## [PAGE EXCERPT]
"""
Selector v1 Targets¶

Why target redesign was needed¶

Selector v0 proved the pipeline:

State Value Lab
  -> dataset validation
  -> small empirical selector
  -> evaluation and promotion gates

But selector v0 mostly learned from coarse group-value labels:

helpful
harmful
neutral
too_expensive
unknown

That was enough to bootstrap the system.

It is not enough to represent the full product question:

which state is worth spending model-visible tokens on?

What v0 labels captured¶

Selector v0 labels correctly captured:

whether removing a state group hurt continuation quality
whether removing a state group saved tokens
whether a group was broadly helpful or broadly wasteful

What v0 labels missed¶

Selector v0 labels did not explicitly distinguish:

hard invariants vs optional state
profile choice (none, minimal, compact)
model-visible state vs receipt-only state
safety-label-only state for quarantined risks
high-information disagreements with the heuristic policy

Hard invariant targets¶

Selector v1 target schema v2 adds rule-based hard-invariant fields:

is_hard_invariant
required_by_rule
forbidden_by_rule
hard_invariant_reason

Examples:

active hard user constraints remain required
raw quarantined content is forbidden model-visible
resolved failures are forbidden as active work
tool output cannot become an instruction

These are not learned.

They exist so training, validation, and runtime can distinguish optional selection from hard safety policy.

Profile targets¶

Target v2 adds:

best_profile
profile_utilities
profile_token_costs

Milestone A derives these deterministically from State Value intervention scores for:

none
minimal
compact

Ties break by lower token cost, then by deterministic profile order:

none < minimal < compact

Marginal utility targets¶

Milestone A adds:

marginal_quality_delta
marginal_token_delta
marginal_safety_delta
marginal_utility
value_per_token

Important constraint:

candidate-level marginal utility is not fabricated

When the current State Value Lab only provides group-level ablations, target rows remain marked as:

target_granularity = "group"
"""
## [DATASET EXCERPTS]
"""
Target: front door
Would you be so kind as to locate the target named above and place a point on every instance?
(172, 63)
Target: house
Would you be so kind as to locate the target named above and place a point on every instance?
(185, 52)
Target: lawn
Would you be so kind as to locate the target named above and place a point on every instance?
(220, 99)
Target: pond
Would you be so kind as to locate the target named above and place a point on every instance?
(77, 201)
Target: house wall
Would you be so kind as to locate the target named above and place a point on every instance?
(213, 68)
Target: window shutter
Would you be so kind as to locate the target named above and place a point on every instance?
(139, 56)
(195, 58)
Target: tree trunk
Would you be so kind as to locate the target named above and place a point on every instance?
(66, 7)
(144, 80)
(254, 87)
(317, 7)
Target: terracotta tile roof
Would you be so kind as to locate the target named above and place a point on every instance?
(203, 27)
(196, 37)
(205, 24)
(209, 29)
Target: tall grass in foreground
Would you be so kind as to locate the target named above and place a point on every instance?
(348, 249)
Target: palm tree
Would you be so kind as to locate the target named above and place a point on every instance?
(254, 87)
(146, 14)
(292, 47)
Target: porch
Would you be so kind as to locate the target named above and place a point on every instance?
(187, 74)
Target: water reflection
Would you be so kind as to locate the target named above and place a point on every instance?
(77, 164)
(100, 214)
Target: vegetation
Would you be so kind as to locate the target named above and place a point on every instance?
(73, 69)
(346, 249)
"""
## [WHAT THIS TASK INVOLVES]
Copy out the whole Selector v1 Targets page above, word for word.

## [EXERCISE ANSWER]
Selector v1 Targets¶

Why target redesign was needed¶

Selector v0 proved the pipeline:

State Value Lab
  -> dataset validation
  -> small empirical selector
  -> evaluation and promotion gates

But selector v0 mostly learned from coarse group-value labels:

helpful
harmful
neutral
too_expensive
unknown

That was enough to bootstrap the system.

It is not enough to represent the full product question:

which state is worth spending model-visible tokens on?

What v0 labels captured¶

Selector v0 labels correctly captured:

whether removing a state group hurt continuation quality
whether removing a state group saved tokens
whether a group was broadly helpful or broadly wasteful

What v0 labels missed¶

Selector v0 labels did not explicitly distinguish:

hard invariants vs optional state
profile choice (none, minimal, compact)
model-visible state vs receipt-only state
safety-label-only state for quarantined risks
high-information disagreements with the heuristic policy

Hard invariant targets¶

Selector v1 target schema v2 adds rule-based hard-invariant fields:

is_hard_invariant
required_by_rule
forbidden_by_rule
hard_invariant_reason

Examples:

active hard user constraints remain required
raw quarantined content is forbidden model-visible
resolved failures are forbidden as active work
tool output cannot become an instruction

These are not learned.

They exist so training, validation, and runtime can distinguish optional selection from hard safety policy.

Profile targets¶

Target v2 adds:

best_profile
profile_utilities
profile_token_costs

Milestone A derives these deterministically from State Value intervention scores for:

none
minimal
compact

Ties break by lower token cost, then by deterministic profile order:

none < minimal < compact

Marginal utility targets¶

Milestone A adds:

marginal_quality_delta
marginal_token_delta
marginal_safety_delta
marginal_utility
value_per_token

Important constraint:

candidate-level marginal utility is not fabricated

When the current State Value Lab only provides group-level ablations, target rows remain marked as:

target_granularity = "group"